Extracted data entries
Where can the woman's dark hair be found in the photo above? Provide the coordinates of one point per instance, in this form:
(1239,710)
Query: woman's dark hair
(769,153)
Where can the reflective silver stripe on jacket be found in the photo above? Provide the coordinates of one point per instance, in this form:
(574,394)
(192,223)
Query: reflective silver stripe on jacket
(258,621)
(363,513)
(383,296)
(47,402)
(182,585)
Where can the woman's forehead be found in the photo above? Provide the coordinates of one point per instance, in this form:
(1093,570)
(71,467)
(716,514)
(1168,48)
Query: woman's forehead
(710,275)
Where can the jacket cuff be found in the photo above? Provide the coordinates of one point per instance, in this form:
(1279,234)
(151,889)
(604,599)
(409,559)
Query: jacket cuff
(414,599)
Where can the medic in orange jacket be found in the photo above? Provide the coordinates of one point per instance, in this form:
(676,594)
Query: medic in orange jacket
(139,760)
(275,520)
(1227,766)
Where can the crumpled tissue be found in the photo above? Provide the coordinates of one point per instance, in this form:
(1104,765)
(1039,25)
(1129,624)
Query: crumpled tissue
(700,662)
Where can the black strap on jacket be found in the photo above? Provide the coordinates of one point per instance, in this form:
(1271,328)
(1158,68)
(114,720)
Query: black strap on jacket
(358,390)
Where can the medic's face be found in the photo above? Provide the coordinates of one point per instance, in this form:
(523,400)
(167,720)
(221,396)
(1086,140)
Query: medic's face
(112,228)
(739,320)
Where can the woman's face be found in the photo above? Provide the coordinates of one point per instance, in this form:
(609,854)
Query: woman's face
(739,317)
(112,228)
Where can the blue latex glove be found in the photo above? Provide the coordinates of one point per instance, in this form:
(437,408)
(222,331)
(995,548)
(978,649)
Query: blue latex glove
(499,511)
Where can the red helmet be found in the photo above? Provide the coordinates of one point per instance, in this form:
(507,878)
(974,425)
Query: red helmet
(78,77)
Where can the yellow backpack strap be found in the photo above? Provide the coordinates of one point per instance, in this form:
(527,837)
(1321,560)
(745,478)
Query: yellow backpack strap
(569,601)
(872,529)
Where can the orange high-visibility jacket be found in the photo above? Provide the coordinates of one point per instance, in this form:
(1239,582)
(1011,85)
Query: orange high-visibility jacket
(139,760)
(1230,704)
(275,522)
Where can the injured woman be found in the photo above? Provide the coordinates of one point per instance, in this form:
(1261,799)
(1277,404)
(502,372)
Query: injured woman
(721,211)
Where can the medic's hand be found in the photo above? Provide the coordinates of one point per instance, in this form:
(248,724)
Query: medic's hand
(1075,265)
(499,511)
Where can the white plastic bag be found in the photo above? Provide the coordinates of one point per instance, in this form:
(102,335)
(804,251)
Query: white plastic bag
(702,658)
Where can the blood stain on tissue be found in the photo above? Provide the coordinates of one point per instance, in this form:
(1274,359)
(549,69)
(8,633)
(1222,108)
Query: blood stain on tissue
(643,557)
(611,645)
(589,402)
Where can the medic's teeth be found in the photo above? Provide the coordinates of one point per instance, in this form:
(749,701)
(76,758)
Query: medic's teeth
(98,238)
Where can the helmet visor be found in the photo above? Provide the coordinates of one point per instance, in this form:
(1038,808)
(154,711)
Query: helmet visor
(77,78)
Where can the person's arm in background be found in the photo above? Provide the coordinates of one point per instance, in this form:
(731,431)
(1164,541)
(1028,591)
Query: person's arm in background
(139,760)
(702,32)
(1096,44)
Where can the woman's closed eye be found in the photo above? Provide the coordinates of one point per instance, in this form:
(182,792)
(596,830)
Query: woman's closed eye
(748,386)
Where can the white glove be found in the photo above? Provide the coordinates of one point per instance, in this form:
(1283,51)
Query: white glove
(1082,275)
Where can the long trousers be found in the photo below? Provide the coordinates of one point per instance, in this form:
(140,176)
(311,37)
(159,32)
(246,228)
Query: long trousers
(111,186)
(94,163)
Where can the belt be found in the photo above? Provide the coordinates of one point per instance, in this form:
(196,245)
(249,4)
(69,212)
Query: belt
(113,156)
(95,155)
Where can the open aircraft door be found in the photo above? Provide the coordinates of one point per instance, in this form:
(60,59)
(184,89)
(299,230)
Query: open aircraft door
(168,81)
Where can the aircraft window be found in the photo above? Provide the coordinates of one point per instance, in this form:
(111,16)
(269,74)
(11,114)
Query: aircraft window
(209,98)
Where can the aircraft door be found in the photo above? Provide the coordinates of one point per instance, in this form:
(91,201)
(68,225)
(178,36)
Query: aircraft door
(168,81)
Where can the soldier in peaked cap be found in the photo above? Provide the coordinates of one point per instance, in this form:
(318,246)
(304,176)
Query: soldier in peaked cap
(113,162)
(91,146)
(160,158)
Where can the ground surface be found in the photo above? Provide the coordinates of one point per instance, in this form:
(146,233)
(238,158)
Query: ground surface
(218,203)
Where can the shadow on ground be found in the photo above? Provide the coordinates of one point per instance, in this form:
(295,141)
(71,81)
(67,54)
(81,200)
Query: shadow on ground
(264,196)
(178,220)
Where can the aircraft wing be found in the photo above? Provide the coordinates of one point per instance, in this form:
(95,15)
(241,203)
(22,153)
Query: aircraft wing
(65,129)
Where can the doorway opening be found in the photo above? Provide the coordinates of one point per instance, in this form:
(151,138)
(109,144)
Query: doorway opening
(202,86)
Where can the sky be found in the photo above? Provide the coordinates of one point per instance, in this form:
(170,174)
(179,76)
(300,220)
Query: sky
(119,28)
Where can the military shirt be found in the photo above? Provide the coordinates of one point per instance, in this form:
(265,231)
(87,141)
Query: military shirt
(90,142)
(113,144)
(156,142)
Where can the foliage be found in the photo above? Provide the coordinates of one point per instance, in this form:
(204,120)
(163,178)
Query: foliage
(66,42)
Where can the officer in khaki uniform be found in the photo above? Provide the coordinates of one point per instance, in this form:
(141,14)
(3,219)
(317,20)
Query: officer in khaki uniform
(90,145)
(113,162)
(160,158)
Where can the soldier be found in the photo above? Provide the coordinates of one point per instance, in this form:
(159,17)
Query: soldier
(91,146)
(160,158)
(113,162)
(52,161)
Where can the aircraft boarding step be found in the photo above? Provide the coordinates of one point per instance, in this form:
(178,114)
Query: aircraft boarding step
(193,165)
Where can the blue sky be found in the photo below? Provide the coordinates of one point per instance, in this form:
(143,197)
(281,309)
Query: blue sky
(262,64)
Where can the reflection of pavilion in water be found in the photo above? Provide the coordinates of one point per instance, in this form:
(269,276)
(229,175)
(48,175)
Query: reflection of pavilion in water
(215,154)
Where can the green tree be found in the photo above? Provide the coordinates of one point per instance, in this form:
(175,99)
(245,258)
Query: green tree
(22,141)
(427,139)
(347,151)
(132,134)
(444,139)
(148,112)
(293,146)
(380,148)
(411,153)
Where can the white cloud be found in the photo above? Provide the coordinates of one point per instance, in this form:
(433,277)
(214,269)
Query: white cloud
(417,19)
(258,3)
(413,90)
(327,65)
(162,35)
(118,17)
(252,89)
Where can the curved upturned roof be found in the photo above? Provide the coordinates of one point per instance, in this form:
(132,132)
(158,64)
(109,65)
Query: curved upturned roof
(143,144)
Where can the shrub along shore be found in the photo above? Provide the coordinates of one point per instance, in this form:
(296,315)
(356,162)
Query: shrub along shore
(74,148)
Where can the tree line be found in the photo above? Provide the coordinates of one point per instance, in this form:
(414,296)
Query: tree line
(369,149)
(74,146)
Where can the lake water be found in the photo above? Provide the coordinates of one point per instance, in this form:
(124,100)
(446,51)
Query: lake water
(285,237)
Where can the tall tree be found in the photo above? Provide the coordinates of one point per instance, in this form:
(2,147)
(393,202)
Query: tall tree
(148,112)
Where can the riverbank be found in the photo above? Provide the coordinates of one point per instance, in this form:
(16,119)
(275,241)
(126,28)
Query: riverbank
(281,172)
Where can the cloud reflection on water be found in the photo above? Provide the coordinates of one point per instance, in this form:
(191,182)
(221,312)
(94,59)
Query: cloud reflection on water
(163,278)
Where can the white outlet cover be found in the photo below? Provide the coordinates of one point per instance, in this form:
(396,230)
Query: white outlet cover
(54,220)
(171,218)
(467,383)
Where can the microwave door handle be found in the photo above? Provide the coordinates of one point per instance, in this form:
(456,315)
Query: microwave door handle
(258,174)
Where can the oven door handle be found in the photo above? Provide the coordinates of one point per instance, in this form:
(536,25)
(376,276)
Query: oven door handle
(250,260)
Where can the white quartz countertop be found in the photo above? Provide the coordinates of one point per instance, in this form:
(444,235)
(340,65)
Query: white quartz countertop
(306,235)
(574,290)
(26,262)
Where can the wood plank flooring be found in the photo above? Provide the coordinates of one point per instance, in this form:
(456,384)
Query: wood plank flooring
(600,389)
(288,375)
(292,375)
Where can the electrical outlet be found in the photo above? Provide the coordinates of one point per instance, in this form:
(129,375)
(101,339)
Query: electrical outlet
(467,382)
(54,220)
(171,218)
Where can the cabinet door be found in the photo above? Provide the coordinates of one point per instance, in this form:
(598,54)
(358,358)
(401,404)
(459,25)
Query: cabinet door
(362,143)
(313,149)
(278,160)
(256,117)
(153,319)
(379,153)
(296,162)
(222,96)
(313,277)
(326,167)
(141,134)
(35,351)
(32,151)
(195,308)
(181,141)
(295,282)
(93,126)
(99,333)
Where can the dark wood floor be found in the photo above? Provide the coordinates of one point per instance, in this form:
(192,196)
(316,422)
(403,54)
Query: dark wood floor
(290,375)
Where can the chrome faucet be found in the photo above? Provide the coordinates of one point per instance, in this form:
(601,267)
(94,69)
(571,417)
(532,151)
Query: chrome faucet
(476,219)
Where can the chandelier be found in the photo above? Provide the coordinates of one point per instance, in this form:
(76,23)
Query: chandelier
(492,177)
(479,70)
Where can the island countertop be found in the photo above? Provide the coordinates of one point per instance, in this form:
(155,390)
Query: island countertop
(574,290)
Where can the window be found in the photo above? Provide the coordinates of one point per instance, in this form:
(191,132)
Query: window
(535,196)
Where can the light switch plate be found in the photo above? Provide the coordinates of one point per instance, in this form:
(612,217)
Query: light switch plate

Set problem –
Everything from the line containing "Where can the dark" to the end of the records must be written out exactly; include both of those lines and no others.

Answer below –
Where can the dark wood floor be found in the photo above? Provide the coordinates of one point per instance, in this form:
(192,196)
(316,422)
(403,54)
Query: dark wood floor
(290,375)
Where can the chrome faucet be found in the photo above? Provide the coordinates of one point per instance, in this form:
(601,267)
(94,69)
(571,417)
(532,151)
Query: chrome faucet
(476,219)
Where can the chandelier be found in the photo above? Provide the coordinates of one point per instance, in this form:
(76,23)
Query: chandelier
(492,177)
(479,70)
Where can the island countertop be found in the photo above? Provide the coordinates of one point per instance, in this form:
(155,390)
Query: island countertop
(574,290)
Where can the window be found in the photo above? Provide the coordinates of one point per instance, in this form:
(191,132)
Query: window
(535,196)
Where can the light switch plate be found in the photo above? Provide the coordinates of one point per instance, in this form:
(612,217)
Query: light switch plate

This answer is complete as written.